** START SOURCE EXCERPT **

Excluding developers from early planning gave enormous power to redevelopment agencies, but it also increased the risks of embarking on unfeasible projects and not attracting capable developers down the line. As late as 1971, a third of the projects begun nationally between 1950 and 1959 had property still lying empty; more than half of those started between 1960 and 1964 contained unsold land.129 (These vacant plots, often left overgrown and strewn with junk, did little for urban renewal’s reputation.) Like architects, those developers who did take on projects needed great skill and long patience to work with government agencies—and within government regulations and restricted budgets.

Ralph Taylor’s decision to leave his job as executive director of redevelopment in New Haven to become CEO for the developer James H. Scheuer testified to the burgeoning opportunities urban renewal brought to those Taylor described as this “new breed of businessmen … concentrating on the redevelopment of areas cleared by the redevelopment process.” Scheuer’s impressive track record of promoting racial integration in housing attracted Taylor, and Taylor’s considerable experience as a redevelopment official appealed to Scheuer. During the next seven years Scheuer and Taylor sponsored over $100 million worth (almost $835 million today) of housing in redevelopment areas, including a huge 1,739-unit project in Southwest Washington called Capital Park.

** END SOURCE EXCERPT **
** START EXTRACTED MATERIAL **

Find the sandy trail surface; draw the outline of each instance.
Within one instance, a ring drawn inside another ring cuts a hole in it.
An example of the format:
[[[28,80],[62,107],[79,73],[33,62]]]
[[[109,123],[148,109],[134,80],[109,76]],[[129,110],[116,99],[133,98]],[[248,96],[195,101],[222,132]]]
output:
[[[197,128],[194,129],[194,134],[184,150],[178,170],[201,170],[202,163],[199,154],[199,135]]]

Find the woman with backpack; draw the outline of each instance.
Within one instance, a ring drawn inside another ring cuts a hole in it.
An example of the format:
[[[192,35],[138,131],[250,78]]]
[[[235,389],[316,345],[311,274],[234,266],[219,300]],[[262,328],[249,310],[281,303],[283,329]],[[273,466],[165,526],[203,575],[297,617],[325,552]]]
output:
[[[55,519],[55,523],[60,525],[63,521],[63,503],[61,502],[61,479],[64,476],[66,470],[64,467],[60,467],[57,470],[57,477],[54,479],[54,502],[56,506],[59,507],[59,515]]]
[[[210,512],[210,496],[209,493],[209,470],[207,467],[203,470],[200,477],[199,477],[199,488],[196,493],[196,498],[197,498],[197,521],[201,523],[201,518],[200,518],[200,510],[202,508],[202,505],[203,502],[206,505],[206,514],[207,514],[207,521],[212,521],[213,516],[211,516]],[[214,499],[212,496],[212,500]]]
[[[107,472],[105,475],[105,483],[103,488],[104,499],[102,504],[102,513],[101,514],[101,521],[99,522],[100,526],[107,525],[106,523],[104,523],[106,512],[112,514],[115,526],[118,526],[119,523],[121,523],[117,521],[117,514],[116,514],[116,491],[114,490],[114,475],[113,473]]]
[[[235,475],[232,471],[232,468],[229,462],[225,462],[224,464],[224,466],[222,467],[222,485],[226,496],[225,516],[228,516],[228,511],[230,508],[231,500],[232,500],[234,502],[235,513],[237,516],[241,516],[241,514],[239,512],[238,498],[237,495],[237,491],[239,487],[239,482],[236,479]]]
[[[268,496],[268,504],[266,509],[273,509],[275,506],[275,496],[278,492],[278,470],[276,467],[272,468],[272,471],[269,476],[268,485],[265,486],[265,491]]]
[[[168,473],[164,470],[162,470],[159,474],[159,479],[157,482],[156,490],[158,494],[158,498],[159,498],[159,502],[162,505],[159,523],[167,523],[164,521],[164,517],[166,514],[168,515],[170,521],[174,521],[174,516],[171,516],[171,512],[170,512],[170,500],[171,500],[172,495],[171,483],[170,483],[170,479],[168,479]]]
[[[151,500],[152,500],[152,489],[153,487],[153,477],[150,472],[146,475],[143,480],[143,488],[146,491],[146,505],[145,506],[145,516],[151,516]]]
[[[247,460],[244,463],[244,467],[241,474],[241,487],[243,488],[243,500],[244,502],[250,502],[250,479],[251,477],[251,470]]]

** END EXTRACTED MATERIAL **

AIM OF THE EXERCISE - Copy the urban renewal passage word for word, starting at "Excluding developers from" and ending at "and restricted budgets.".

OUTPUT OF THE EXERCISE -
Excluding developers from early planning gave enormous power to redevelopment agencies, but it also increased the risks of embarking on unfeasible projects and not attracting capable developers down the line. As late as 1971, a third of the projects begun nationally between 1950 and 1959 had property still lying empty; more than half of those started between 1960 and 1964 contained unsold land.129 (These vacant plots, often left overgrown and strewn with junk, did little for urban renewal’s reputation.) Like architects, those developers who did take on projects needed great skill and long patience to work with government agencies—and within government regulations and restricted budgets.